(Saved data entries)
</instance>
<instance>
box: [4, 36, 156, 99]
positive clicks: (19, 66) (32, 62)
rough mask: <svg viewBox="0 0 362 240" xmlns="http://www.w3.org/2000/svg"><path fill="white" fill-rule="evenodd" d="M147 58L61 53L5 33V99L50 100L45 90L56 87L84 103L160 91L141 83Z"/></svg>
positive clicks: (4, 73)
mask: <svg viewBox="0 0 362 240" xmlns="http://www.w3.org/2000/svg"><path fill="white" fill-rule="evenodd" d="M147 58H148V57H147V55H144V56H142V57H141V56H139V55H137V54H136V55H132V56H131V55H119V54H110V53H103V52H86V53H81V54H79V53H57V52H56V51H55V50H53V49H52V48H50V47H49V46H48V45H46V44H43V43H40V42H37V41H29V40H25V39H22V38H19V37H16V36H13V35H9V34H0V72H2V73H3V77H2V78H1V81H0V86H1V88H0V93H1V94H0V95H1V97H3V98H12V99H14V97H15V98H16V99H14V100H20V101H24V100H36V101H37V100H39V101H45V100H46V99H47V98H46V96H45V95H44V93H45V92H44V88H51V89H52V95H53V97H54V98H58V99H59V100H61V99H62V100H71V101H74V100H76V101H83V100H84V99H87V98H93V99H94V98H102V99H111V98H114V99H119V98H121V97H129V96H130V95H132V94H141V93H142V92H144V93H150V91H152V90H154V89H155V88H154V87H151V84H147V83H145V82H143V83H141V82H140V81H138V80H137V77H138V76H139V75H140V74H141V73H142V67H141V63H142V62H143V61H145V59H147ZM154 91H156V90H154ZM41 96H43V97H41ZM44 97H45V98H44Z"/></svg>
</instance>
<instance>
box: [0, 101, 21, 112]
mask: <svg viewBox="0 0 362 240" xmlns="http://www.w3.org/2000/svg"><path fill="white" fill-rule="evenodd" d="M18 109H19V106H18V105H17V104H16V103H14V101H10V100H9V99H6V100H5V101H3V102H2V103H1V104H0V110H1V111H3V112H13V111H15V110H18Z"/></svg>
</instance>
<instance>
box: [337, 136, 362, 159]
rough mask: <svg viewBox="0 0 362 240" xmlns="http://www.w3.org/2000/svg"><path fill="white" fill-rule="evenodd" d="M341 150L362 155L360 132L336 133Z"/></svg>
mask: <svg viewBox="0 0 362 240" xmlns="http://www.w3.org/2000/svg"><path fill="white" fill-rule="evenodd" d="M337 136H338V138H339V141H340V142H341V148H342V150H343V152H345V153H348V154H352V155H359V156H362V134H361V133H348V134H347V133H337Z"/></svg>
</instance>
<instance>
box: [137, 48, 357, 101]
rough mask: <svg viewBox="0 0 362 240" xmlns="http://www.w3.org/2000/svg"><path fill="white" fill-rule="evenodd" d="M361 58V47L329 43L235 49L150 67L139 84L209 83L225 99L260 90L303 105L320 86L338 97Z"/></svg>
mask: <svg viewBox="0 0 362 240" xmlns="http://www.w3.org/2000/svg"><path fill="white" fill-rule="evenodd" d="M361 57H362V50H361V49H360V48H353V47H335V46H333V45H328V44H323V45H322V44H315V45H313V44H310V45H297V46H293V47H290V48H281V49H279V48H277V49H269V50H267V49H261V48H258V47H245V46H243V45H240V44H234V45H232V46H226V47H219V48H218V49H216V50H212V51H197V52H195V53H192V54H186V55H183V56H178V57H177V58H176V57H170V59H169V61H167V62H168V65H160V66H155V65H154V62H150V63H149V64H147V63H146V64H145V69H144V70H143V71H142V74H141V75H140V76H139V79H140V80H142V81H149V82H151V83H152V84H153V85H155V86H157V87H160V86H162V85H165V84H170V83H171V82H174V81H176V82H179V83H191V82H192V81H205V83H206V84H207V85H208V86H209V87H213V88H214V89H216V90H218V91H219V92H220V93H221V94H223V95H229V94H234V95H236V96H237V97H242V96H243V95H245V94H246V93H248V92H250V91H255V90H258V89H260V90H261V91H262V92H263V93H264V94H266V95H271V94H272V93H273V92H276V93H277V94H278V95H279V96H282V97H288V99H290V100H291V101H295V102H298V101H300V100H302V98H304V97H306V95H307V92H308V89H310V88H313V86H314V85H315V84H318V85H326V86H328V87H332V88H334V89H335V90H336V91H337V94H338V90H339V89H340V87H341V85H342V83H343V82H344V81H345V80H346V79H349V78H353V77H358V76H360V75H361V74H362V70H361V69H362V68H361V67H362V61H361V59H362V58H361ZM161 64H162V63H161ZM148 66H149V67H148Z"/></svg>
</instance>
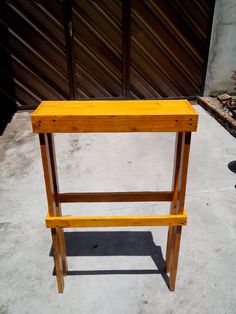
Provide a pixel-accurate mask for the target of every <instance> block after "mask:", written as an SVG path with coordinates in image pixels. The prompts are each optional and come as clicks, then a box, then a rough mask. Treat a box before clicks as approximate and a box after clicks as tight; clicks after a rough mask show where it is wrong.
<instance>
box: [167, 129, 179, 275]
mask: <svg viewBox="0 0 236 314" xmlns="http://www.w3.org/2000/svg"><path fill="white" fill-rule="evenodd" d="M182 140H183V133H176V140H175V156H174V166H173V178H172V191H173V198H172V202H171V204H170V214H171V215H174V214H176V204H177V199H178V191H179V188H178V182H179V173H180V163H181V149H182ZM173 232H174V227H169V228H168V236H167V246H166V272H167V273H168V272H169V271H170V265H171V257H172V252H173V249H172V248H173V245H174V239H173Z"/></svg>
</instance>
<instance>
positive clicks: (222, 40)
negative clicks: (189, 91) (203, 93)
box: [204, 0, 236, 96]
mask: <svg viewBox="0 0 236 314" xmlns="http://www.w3.org/2000/svg"><path fill="white" fill-rule="evenodd" d="M234 70H235V71H236V0H216V5H215V13H214V18H213V27H212V35H211V44H210V52H209V60H208V67H207V75H206V83H205V91H204V94H205V95H206V96H208V95H216V94H218V93H219V92H221V91H227V92H228V93H231V94H232V93H233V94H236V89H234V88H235V86H234V82H233V79H232V78H231V76H232V74H233V71H234Z"/></svg>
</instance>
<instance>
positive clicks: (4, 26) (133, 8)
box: [0, 0, 214, 109]
mask: <svg viewBox="0 0 236 314" xmlns="http://www.w3.org/2000/svg"><path fill="white" fill-rule="evenodd" d="M213 7H214V1H213V0H198V1H196V0H195V1H194V0H158V1H157V0H123V1H122V0H109V1H107V0H61V1H60V0H41V1H28V0H6V1H1V8H0V9H1V10H0V11H1V12H0V26H1V29H3V36H2V37H1V39H2V40H1V48H2V49H1V57H2V60H6V61H7V62H2V63H1V64H0V67H1V68H0V71H1V78H2V82H3V83H4V84H5V85H6V82H8V83H7V85H8V87H10V88H6V86H5V87H4V84H3V87H1V89H0V94H1V95H3V94H4V97H7V98H8V99H10V100H11V101H15V102H16V103H17V105H18V107H19V108H23V109H27V108H31V107H32V106H33V107H35V106H36V105H37V104H38V103H39V102H40V101H41V100H42V99H70V98H76V99H81V98H82V99H84V98H100V99H104V98H115V99H118V98H124V99H125V98H168V97H171V98H174V97H191V96H196V95H200V94H201V92H202V88H203V85H204V76H205V69H206V62H207V55H208V47H209V38H210V30H211V23H212V13H213Z"/></svg>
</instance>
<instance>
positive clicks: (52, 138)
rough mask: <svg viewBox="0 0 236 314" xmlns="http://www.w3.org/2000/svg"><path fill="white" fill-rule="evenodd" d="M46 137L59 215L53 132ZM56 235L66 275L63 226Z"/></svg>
mask: <svg viewBox="0 0 236 314" xmlns="http://www.w3.org/2000/svg"><path fill="white" fill-rule="evenodd" d="M46 136H47V139H48V149H49V155H50V165H51V170H52V180H53V190H54V195H55V206H56V215H57V216H61V215H62V213H61V204H60V202H59V195H58V194H59V187H58V176H57V164H56V153H55V145H54V138H53V134H46ZM58 237H59V245H60V253H61V258H62V267H63V274H64V275H67V271H68V265H67V258H66V246H65V236H64V230H63V228H58Z"/></svg>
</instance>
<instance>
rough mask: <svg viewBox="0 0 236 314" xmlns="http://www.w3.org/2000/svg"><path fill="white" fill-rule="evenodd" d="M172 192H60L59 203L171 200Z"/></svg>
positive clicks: (172, 193) (84, 202) (161, 200)
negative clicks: (91, 192)
mask: <svg viewBox="0 0 236 314" xmlns="http://www.w3.org/2000/svg"><path fill="white" fill-rule="evenodd" d="M172 194H173V193H172V192H169V191H163V192H93V193H60V194H59V201H60V203H73V202H78V203H83V202H84V203H96V202H171V201H172Z"/></svg>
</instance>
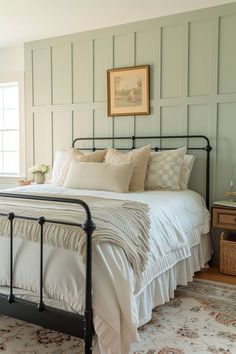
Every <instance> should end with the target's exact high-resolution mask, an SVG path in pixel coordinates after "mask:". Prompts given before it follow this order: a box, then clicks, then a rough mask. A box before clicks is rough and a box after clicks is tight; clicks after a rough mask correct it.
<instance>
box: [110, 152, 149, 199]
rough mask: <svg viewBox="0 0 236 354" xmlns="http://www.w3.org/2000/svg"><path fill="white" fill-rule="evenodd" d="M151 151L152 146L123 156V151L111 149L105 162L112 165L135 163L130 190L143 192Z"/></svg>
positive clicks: (130, 181)
mask: <svg viewBox="0 0 236 354" xmlns="http://www.w3.org/2000/svg"><path fill="white" fill-rule="evenodd" d="M150 151H151V145H147V146H144V147H142V148H140V149H134V150H132V151H130V152H128V153H127V154H122V152H121V151H118V150H116V149H113V148H110V149H108V151H107V153H106V156H105V162H106V163H111V164H113V163H121V162H128V161H129V162H133V163H134V171H133V175H132V177H131V181H130V185H129V190H130V191H140V192H143V191H144V181H145V176H146V171H147V163H148V159H149V155H150Z"/></svg>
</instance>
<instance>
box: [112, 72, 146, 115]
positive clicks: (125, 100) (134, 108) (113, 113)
mask: <svg viewBox="0 0 236 354" xmlns="http://www.w3.org/2000/svg"><path fill="white" fill-rule="evenodd" d="M149 71H150V69H149V65H142V66H134V67H130V68H121V69H109V70H107V93H108V116H109V117H113V116H131V115H135V116H136V115H141V114H149Z"/></svg>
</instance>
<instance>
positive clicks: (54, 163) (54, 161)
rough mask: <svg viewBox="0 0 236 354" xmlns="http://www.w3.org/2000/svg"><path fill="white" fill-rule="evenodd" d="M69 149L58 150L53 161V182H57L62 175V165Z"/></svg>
mask: <svg viewBox="0 0 236 354" xmlns="http://www.w3.org/2000/svg"><path fill="white" fill-rule="evenodd" d="M66 154H67V150H65V149H64V150H63V149H62V150H57V151H56V154H55V159H54V163H53V169H52V178H51V183H53V184H57V182H58V180H59V178H60V176H61V171H62V166H63V162H64V159H65V157H66Z"/></svg>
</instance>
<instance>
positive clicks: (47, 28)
mask: <svg viewBox="0 0 236 354" xmlns="http://www.w3.org/2000/svg"><path fill="white" fill-rule="evenodd" d="M229 2H232V0H0V47H1V48H3V47H9V46H15V45H20V44H22V43H23V42H28V41H32V40H37V39H42V38H50V37H54V36H60V35H64V34H70V33H75V32H82V31H87V30H91V29H97V28H102V27H108V26H114V25H119V24H123V23H128V22H134V21H139V20H145V19H148V18H153V17H160V16H165V15H170V14H174V13H179V12H184V11H190V10H196V9H200V8H205V7H210V6H215V5H221V4H225V3H229Z"/></svg>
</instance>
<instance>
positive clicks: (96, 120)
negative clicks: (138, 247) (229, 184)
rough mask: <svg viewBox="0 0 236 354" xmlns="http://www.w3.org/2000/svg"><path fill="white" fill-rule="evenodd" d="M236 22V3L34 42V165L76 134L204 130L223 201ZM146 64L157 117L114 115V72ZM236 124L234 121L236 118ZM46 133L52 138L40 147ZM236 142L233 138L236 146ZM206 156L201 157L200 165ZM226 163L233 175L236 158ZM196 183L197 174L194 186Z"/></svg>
mask: <svg viewBox="0 0 236 354" xmlns="http://www.w3.org/2000/svg"><path fill="white" fill-rule="evenodd" d="M235 19H236V4H235V3H232V4H228V5H223V6H218V7H212V8H209V9H203V10H199V11H193V12H190V13H183V14H177V15H173V16H167V17H165V18H156V19H151V20H146V21H141V22H135V23H131V24H127V25H121V26H115V27H110V28H107V29H102V30H95V31H90V32H85V33H78V34H73V35H69V36H63V37H57V38H52V39H47V40H41V41H35V42H31V43H26V44H25V63H26V111H27V117H26V128H27V129H28V130H30V132H32V134H31V136H32V135H33V138H32V139H31V141H30V145H31V146H29V149H30V151H31V152H30V154H29V153H28V154H27V159H28V160H27V167H29V166H30V165H31V164H32V162H33V163H42V162H46V161H44V160H45V157H46V156H47V154H48V156H52V157H53V156H54V154H55V148H57V147H58V146H59V144H60V142H61V144H62V146H61V148H65V147H67V146H64V145H63V144H66V143H67V142H69V140H70V139H71V137H72V138H75V137H76V136H79V135H82V136H84V135H83V134H85V133H86V134H87V133H88V134H89V135H90V136H92V137H94V136H95V134H99V135H101V134H102V132H104V133H105V134H106V135H107V134H111V136H113V137H114V136H118V135H120V134H121V135H126V136H130V135H132V134H134V133H135V134H137V135H141V134H145V135H152V134H155V135H156V134H159V133H160V134H163V133H165V134H170V133H180V132H181V133H186V132H188V133H190V132H191V133H192V134H198V133H199V132H200V131H201V132H202V133H204V134H205V135H207V136H209V138H210V140H211V144H212V145H213V148H214V149H213V152H212V154H211V156H212V160H211V162H212V163H211V172H212V194H211V197H212V201H213V200H215V198H216V197H219V196H220V195H222V193H223V191H224V189H225V184H224V183H223V181H222V180H219V177H218V175H217V171H219V169H220V165H221V163H222V161H221V158H222V157H221V156H222V143H225V141H223V140H222V139H223V137H222V133H221V131H219V130H221V129H223V125H222V122H223V118H222V114H224V113H225V114H226V113H227V114H228V115H229V109H232V110H234V109H235V106H234V105H233V104H230V102H232V103H234V102H236V86H235V83H234V77H236V71H235V63H234V65H233V62H234V58H235V57H236V46H235V43H234V41H233V38H234V33H235V21H234V20H235ZM61 56H62V58H60V57H61ZM55 64H56V66H55ZM144 64H150V69H151V70H150V73H151V75H150V84H151V86H150V87H151V90H150V98H151V100H150V102H151V110H150V115H148V116H132V117H114V118H110V117H107V101H106V81H107V77H106V69H108V68H116V67H124V66H132V65H144ZM226 64H227V65H226ZM41 73H43V75H41ZM40 80H41V81H40ZM64 84H65V85H64ZM45 92H46V93H45ZM234 113H235V117H236V111H235V112H234ZM198 114H200V115H201V116H198ZM50 117H51V118H50ZM50 119H51V122H50ZM219 121H220V123H219ZM226 121H227V120H226ZM228 122H231V124H233V122H234V120H233V117H232V116H229V118H228ZM45 124H46V126H44V125H45ZM62 127H64V128H62ZM234 127H235V128H234V129H236V122H235V126H234ZM47 129H49V130H50V134H49V132H48V131H47ZM43 130H44V133H43V132H42V131H43ZM30 132H29V133H28V135H30ZM43 134H44V135H45V140H46V139H48V141H47V142H45V144H44V147H43V149H40V148H39V147H38V144H39V140H40V139H42V137H43ZM227 139H228V140H227ZM230 139H231V137H230V138H227V137H225V140H226V141H228V144H229V146H234V142H231V140H230ZM181 143H183V144H184V143H185V142H184V141H183V142H181ZM186 143H188V142H186ZM101 144H102V142H101ZM111 144H112V145H114V141H113V142H111ZM121 144H123V143H122V142H121V143H119V146H121ZM124 144H125V142H124ZM152 144H153V145H154V144H155V145H158V144H159V142H152ZM119 146H117V147H119ZM47 150H48V151H47ZM202 158H203V157H202V156H200V155H199V156H198V161H199V162H197V163H196V166H198V164H200V165H201V163H202ZM232 159H233V157H232ZM225 163H226V164H225V168H226V170H227V171H229V170H230V168H231V164H232V161H231V160H230V159H229V160H228V161H226V162H225ZM195 174H199V175H200V172H199V171H198V170H195ZM235 179H236V177H235ZM196 183H197V178H196V177H192V178H191V187H192V188H193V189H194V188H195V184H196ZM235 183H236V180H235ZM197 188H198V187H197Z"/></svg>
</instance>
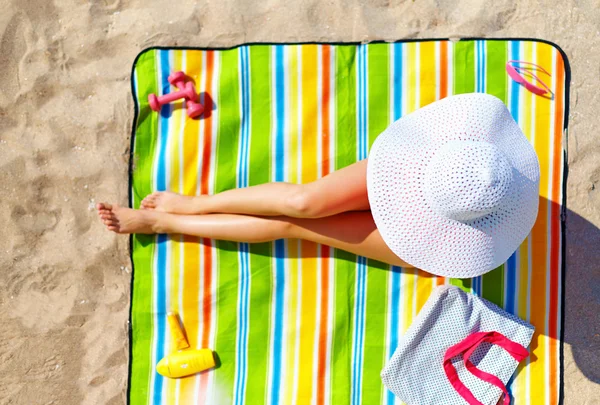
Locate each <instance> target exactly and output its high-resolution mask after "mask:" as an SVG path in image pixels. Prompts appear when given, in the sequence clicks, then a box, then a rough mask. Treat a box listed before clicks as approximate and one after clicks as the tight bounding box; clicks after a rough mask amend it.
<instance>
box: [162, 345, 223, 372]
mask: <svg viewBox="0 0 600 405" xmlns="http://www.w3.org/2000/svg"><path fill="white" fill-rule="evenodd" d="M214 366H215V356H214V355H213V352H212V350H210V349H199V350H194V349H188V350H182V351H180V352H175V353H172V354H169V355H168V356H165V357H163V359H162V360H161V361H159V362H158V364H157V365H156V371H157V372H158V374H160V375H162V376H164V377H169V378H179V377H187V376H188V375H192V374H196V373H199V372H201V371H204V370H208V369H209V368H213V367H214Z"/></svg>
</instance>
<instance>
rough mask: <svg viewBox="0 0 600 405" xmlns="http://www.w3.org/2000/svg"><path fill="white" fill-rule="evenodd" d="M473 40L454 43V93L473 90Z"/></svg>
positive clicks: (474, 49) (474, 57) (473, 51)
mask: <svg viewBox="0 0 600 405" xmlns="http://www.w3.org/2000/svg"><path fill="white" fill-rule="evenodd" d="M475 67H476V66H475V41H458V42H455V43H454V94H463V93H473V92H474V91H475Z"/></svg>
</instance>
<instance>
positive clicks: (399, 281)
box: [386, 266, 402, 404]
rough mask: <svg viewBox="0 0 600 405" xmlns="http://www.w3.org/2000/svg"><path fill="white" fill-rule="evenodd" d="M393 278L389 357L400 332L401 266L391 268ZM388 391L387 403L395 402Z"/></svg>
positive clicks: (392, 397) (391, 296)
mask: <svg viewBox="0 0 600 405" xmlns="http://www.w3.org/2000/svg"><path fill="white" fill-rule="evenodd" d="M391 271H392V273H391V278H392V291H391V303H390V307H391V308H390V316H391V319H390V331H389V336H390V348H389V357H392V355H393V354H394V352H395V351H396V348H397V347H398V334H399V333H400V316H399V315H400V294H401V286H400V277H401V274H402V269H401V268H400V267H395V266H393V267H392V269H391ZM386 392H387V395H386V396H387V403H388V404H393V403H394V398H395V396H394V393H393V392H391V391H390V390H386Z"/></svg>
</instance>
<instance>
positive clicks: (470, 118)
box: [367, 93, 540, 278]
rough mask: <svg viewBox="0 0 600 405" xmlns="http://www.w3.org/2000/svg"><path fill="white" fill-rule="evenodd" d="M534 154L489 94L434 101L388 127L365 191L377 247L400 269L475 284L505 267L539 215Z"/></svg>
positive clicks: (534, 222) (375, 158)
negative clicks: (413, 270)
mask: <svg viewBox="0 0 600 405" xmlns="http://www.w3.org/2000/svg"><path fill="white" fill-rule="evenodd" d="M539 178H540V168H539V162H538V158H537V155H536V154H535V150H534V149H533V147H532V145H531V144H530V143H529V141H528V140H527V138H526V137H525V135H524V134H523V132H522V131H521V129H520V128H519V125H518V124H517V123H516V122H515V120H514V119H513V118H512V116H511V115H510V112H509V111H508V109H507V108H506V106H505V105H504V103H503V102H502V101H501V100H500V99H498V98H496V97H494V96H491V95H488V94H480V93H473V94H462V95H458V96H452V97H448V98H445V99H443V100H440V101H436V102H434V103H432V104H429V105H428V106H425V107H423V108H421V109H418V110H416V111H415V112H413V113H411V114H408V115H406V116H404V117H402V118H400V119H399V120H398V121H396V122H394V123H393V124H392V125H390V126H389V127H388V128H387V129H386V130H385V131H384V132H383V133H381V134H380V135H379V136H378V137H377V139H376V140H375V142H374V144H373V147H372V148H371V150H370V152H369V161H368V165H367V190H368V196H369V204H370V206H371V212H372V214H373V218H374V220H375V224H376V225H377V229H378V230H379V232H380V234H381V236H382V238H383V240H384V241H385V243H386V244H387V245H388V246H389V248H390V249H391V250H392V251H393V252H394V253H395V254H396V255H398V257H400V258H401V259H402V260H404V261H406V262H407V263H409V264H411V265H413V266H415V267H417V268H419V269H422V270H425V271H427V272H430V273H432V274H436V275H438V276H444V277H455V278H469V277H476V276H479V275H481V274H483V273H486V272H488V271H490V270H493V269H495V268H496V267H498V266H500V265H501V264H502V263H504V262H505V261H506V260H507V259H508V258H509V257H510V255H511V254H512V253H513V252H514V251H515V250H516V249H517V248H518V246H519V245H520V244H521V242H523V240H525V238H526V237H527V235H528V234H529V232H530V231H531V228H532V227H533V224H534V223H535V220H536V217H537V212H538V201H539Z"/></svg>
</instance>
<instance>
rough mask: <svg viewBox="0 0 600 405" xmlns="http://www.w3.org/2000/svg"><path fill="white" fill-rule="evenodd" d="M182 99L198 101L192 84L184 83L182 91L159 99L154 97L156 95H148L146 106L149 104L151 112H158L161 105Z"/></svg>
mask: <svg viewBox="0 0 600 405" xmlns="http://www.w3.org/2000/svg"><path fill="white" fill-rule="evenodd" d="M182 98H185V99H188V100H192V101H198V93H196V89H195V88H194V85H193V84H192V83H186V85H185V87H184V88H183V89H181V90H179V91H174V92H171V93H167V94H164V95H162V96H160V97H156V94H148V104H150V108H152V110H154V111H160V108H161V107H162V106H163V105H165V104H168V103H170V102H171V101H175V100H179V99H182Z"/></svg>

Problem: Which of the lines above include the word "with"? Copy each of them.

Solution to the problem:
Provide a pixel-accurate mask for the target of every <instance> block after "mask:", written as an SVG path with coordinates in image pixels. The prompts are each optional and come as clicks, then a box, then a rough mask. Treat a box before clicks as approximate and a box after clicks as tight; clicks after a rough mask show where it is wrong.
Every <instance> should end with the target's exact high-resolution mask, an SVG path in pixel coordinates after "mask:". Prompts given before it follow this order: a box, then clicks, then a rough mask. A box before clicks is rough and a box after clicks is tight; clicks after a rough mask correct it.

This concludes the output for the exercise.